Raw data:
--- begin ---

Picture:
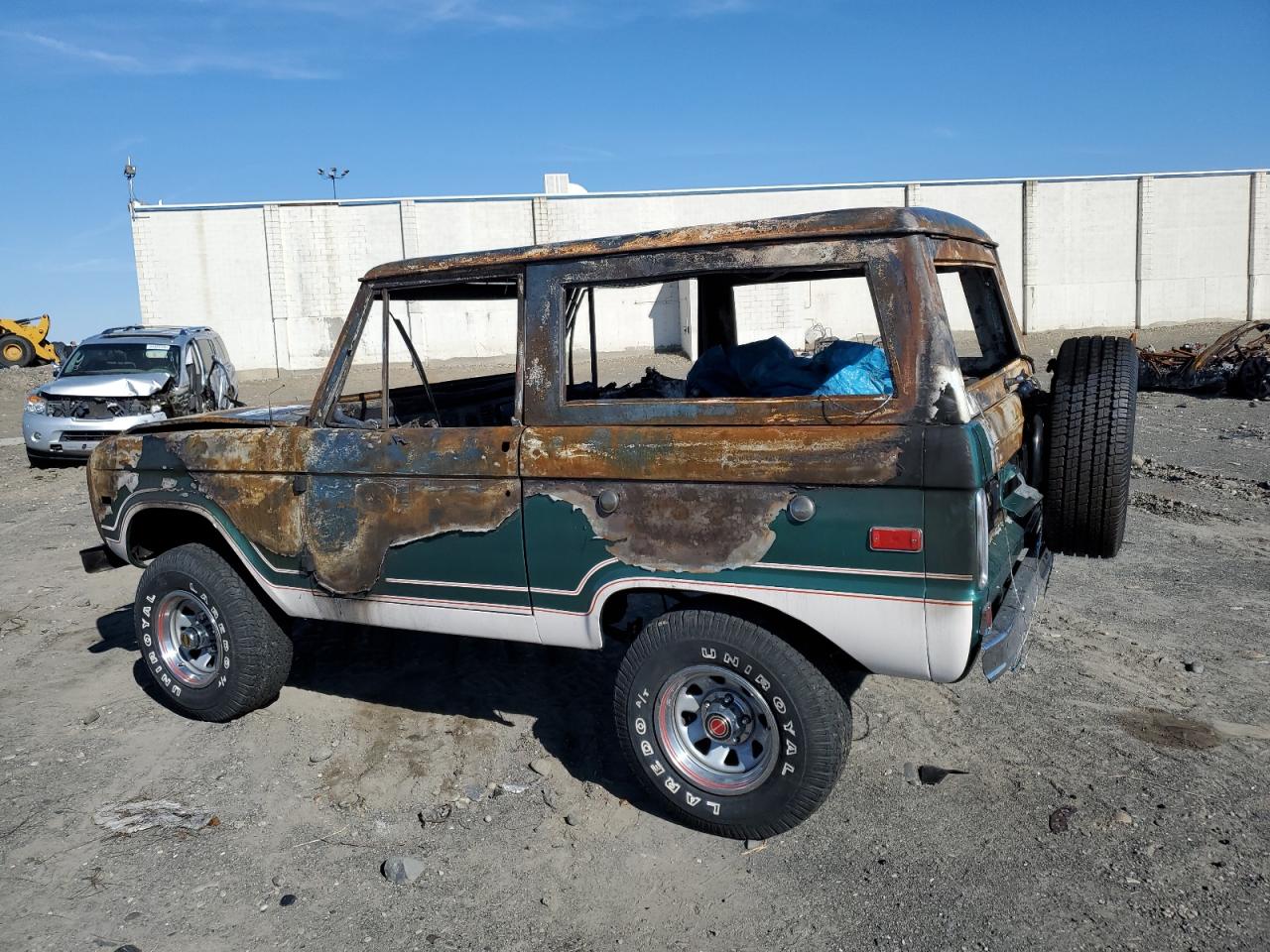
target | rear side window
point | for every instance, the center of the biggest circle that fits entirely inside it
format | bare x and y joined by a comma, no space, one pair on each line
754,335
976,316
204,350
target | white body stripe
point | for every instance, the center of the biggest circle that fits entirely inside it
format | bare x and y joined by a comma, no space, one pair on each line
910,638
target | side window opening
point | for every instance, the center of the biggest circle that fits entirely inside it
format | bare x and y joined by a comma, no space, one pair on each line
472,322
740,335
976,318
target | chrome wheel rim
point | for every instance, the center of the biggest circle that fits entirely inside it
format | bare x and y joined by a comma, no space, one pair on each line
187,639
716,730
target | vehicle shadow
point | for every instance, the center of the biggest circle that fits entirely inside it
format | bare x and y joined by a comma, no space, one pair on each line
117,633
568,692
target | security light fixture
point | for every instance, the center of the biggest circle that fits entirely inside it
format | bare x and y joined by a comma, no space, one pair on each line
333,175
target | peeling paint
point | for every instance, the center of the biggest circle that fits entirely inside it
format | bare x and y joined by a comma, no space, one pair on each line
350,524
679,527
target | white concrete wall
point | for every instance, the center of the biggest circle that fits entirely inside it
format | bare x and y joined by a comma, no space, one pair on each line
1196,249
1084,253
277,280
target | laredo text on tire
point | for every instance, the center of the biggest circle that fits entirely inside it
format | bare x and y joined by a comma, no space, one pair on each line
730,725
209,645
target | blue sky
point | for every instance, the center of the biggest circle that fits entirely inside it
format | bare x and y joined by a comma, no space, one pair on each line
226,100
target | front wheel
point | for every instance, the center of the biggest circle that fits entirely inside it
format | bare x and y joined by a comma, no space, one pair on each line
209,645
728,724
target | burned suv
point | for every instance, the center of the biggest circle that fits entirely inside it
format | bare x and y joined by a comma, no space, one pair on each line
123,377
834,454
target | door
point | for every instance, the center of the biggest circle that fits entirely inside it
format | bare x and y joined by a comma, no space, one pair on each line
417,526
645,470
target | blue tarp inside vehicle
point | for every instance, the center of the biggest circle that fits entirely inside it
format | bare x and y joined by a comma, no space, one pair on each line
770,368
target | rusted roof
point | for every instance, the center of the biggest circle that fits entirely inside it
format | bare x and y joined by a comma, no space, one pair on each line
846,222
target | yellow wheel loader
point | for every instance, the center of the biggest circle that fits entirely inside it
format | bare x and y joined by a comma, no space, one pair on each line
26,343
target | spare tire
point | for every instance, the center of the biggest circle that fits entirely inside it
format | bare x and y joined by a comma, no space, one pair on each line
1089,445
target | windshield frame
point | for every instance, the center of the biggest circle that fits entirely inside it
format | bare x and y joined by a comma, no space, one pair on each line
171,363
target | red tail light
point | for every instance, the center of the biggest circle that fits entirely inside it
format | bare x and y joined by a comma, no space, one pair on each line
888,539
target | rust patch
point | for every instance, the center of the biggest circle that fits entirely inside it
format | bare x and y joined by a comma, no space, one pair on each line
679,527
1005,425
860,454
111,467
264,508
239,451
848,222
349,524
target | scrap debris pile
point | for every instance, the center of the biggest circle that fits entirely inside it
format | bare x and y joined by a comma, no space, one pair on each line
1237,363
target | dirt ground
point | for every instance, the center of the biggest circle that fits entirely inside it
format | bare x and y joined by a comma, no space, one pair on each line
1143,712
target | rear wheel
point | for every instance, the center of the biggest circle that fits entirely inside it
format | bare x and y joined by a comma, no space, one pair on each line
738,733
1089,445
209,645
16,352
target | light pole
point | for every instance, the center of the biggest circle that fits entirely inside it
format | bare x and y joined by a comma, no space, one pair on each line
334,176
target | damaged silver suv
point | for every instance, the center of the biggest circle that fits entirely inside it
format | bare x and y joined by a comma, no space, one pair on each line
121,379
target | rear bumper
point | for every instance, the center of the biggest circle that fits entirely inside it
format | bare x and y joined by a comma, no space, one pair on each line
1005,642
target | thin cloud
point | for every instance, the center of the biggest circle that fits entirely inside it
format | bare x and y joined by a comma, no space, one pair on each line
178,64
495,14
86,266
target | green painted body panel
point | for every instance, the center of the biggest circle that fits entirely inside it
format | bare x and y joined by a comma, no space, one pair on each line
563,549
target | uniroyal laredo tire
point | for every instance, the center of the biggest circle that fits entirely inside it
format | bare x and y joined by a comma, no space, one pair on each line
1089,445
802,721
240,656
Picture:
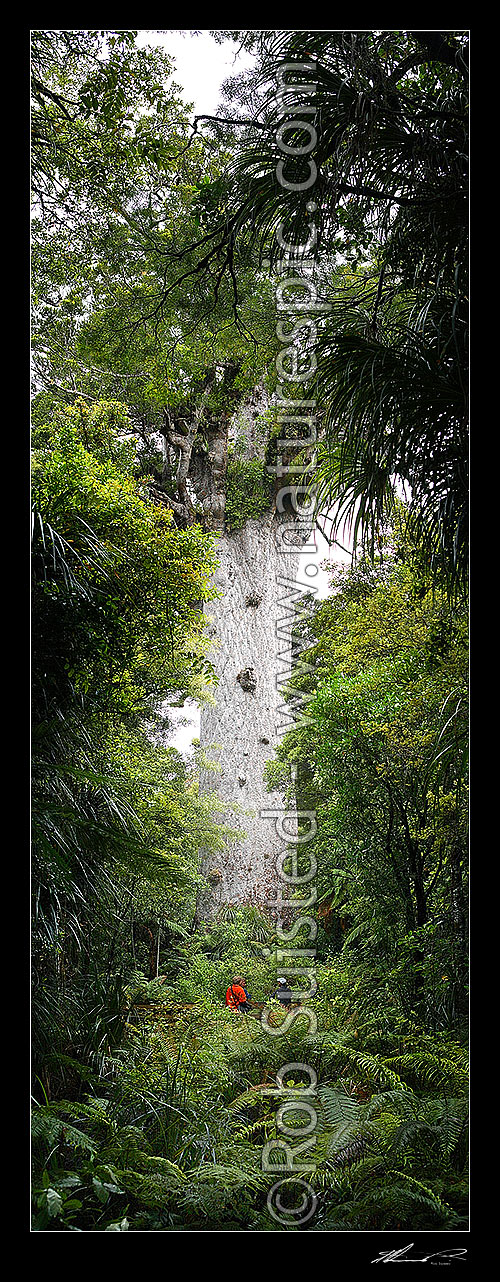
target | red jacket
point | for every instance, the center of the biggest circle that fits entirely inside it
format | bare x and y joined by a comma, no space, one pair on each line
235,995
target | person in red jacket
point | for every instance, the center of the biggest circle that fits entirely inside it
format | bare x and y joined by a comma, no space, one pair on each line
236,996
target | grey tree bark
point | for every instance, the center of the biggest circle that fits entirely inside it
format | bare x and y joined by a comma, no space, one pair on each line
257,569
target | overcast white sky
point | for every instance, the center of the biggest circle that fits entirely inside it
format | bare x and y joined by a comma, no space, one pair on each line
201,63
201,66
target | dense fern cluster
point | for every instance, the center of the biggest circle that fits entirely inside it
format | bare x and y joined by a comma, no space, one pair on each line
169,1133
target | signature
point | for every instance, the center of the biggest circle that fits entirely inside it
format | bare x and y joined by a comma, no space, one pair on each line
435,1257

--- end ---

What to do: Every line from the one containing "target | person in red jacket" through the end of the entries above must be echoed exactly, with both ends kept.

Result of this exercise:
target | person in red jacket
point | for every instance, the center of the biggest circle that fits entirely inside it
format | bare x and y joined by a comma, no space, one pair on each line
236,996
target | grey tree bark
point | for every instance, the center of the biggest circle that fits entirely inside it
format | bare x and y joined by a comma, no space, one pair on each line
257,569
target | overcast white sky
point | for every instance, the center of the biggest circle that fits entirely inside it
format | bare x and y joined by a comma, no space, one pair on each line
201,63
201,66
target | dense fern cluster
point | for every instance, the center of the biggest circle that fits entirely inside it
format | bare x and y joined by a comma, no space, one pair on each line
169,1133
target | signature
point | for every instance, the center of the biggest circle that fits entirely inside it
format | bare x and y joined by a comma, no space, one pair on each line
435,1257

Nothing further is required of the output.